Document extract -
——————

7 Things you need to know about ASEAN
The ten member states of the Association of Southeast Asian Nations collectively comprise the seventh-largest economy in the world. Here are some critical facts.

1. Together, ASEAN’s ten member states form an economic powerhouse.
If ASEAN were a single country, it would already be the seventh-largest economy in the world, with a combined GDP of $2.4 trillion in 2013 (Exhibit 1). It is projected to rank as the fourth-largest economy by 2050.1 1. Based on forecasts by IHS.
Labor-force expansion and productivity improvements drive GDP growth—and ASEAN is making impressive strides in both areas. Home to more than 600 million people, it has a larger population than the European Union or North America. ASEAN has the third-largest labor force in the world, behind China and India; its youthful population is producing a demographic dividend. Perhaps most important, almost 60 percent of total growth since 1990 has come from productivity gains, as sectors such as manufacturing, retail, telecommunications, and transportation grow more efficient.
To capitalize on these trends, however, the region must develop its human capital and workforce skills. In Indonesia and Myanmar alone, we project an undersupply of 9 million skilled and 13 million semiskilled workers by 2030.
2. ASEAN is not a monolithic market.
ASEAN is a diverse group. Indonesia represents almost 40 percent of the region’s economic output and is a member of the G20, while Myanmar, emerging from decades of isolation, is still a frontier market working to build its institutions. GDP per capita in Singapore, for instance, is more than 30 times higher than in Laos and more than 50 times higher than in Cambodia and Myanmar; in fact, it even surpasses that of mature economies such as Canada and the United States. The standard deviation in average incomes among ASEAN countries is more than seven times that of EU member states. That diversity extends to culture, language, and religion. Indonesia, for example, is almost 90 percent Muslim, while the Philippines is more than 80 percent Roman Catholic, and Thailand is more than 95 percent Buddhist. Although ASEAN is becoming more integrated, investors should be aware of local preferences and cultural sensitivities; they cannot rely on a one-size-fits-all strategy across such widely varying markets.
3. Macroeconomic stability has provided a platform for growth.
Memories of the 1997 Asian financial crisis linger, leading many outsiders to expect that volatility comes with the territory. But the region proved to be remarkably resilient in the aftermath of the 2008 global financial crisis, and today it is in a much stronger fiscal position: government debt is under 50 percent of GDP—far lower than the 90 percent share in the United Kingdom or 105 percent in the United States.
Most of the region has held steady so far, despite concern about the effect on emerging markets of the potential end of quantitative easing by the US Federal Reserve. In fact, ASEAN has experienced much lower volatility in economic growth since 2000 than the European Union. Savings levels have also remained fairly steady since 2005, at about a third of GDP, albeit with large differences between high-saving economies, such as Brunei, Malaysia, and Singapore, and low-saving economies, such as Cambodia, Laos, and the Philippines.
4. ASEAN is a growing hub of consumer demand.

——————

Problem description -
According to the ASEAN text, what share of the region's economic output does Indonesia represent?

Data block -

——————

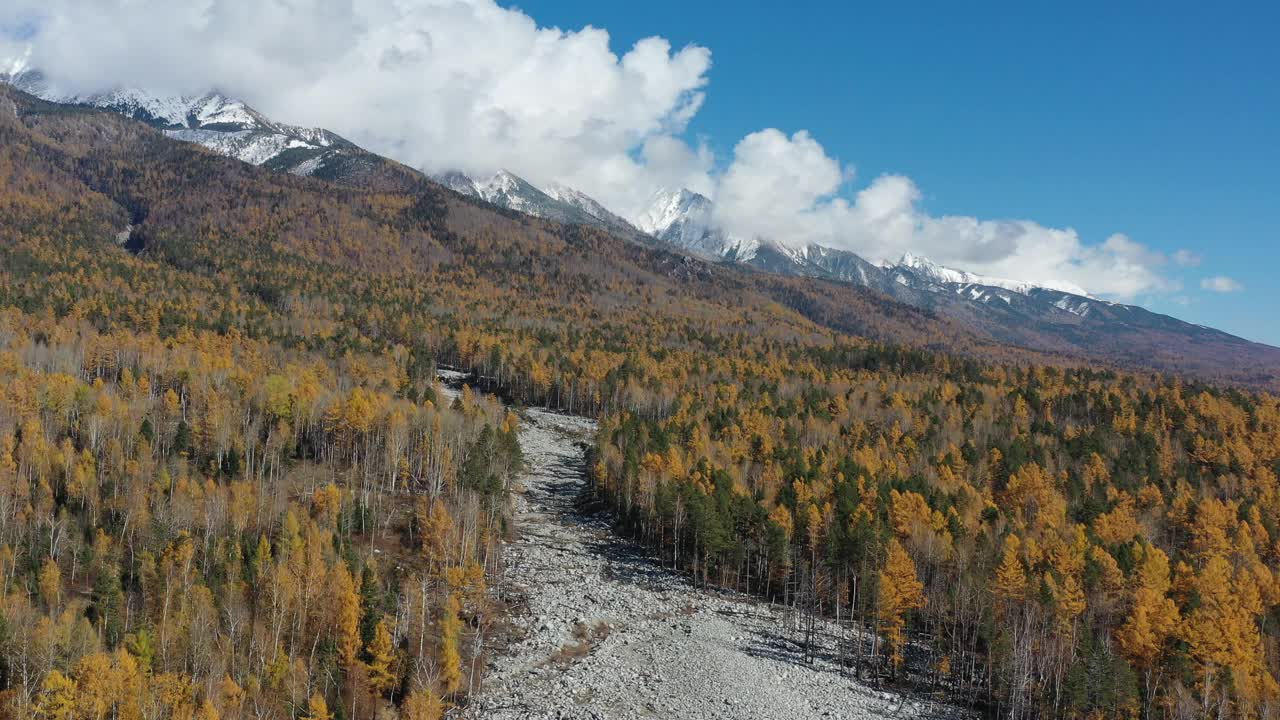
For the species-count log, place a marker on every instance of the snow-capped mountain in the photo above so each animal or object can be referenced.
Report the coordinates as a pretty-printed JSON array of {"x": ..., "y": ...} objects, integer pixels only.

——————

Response -
Almost 40 percent.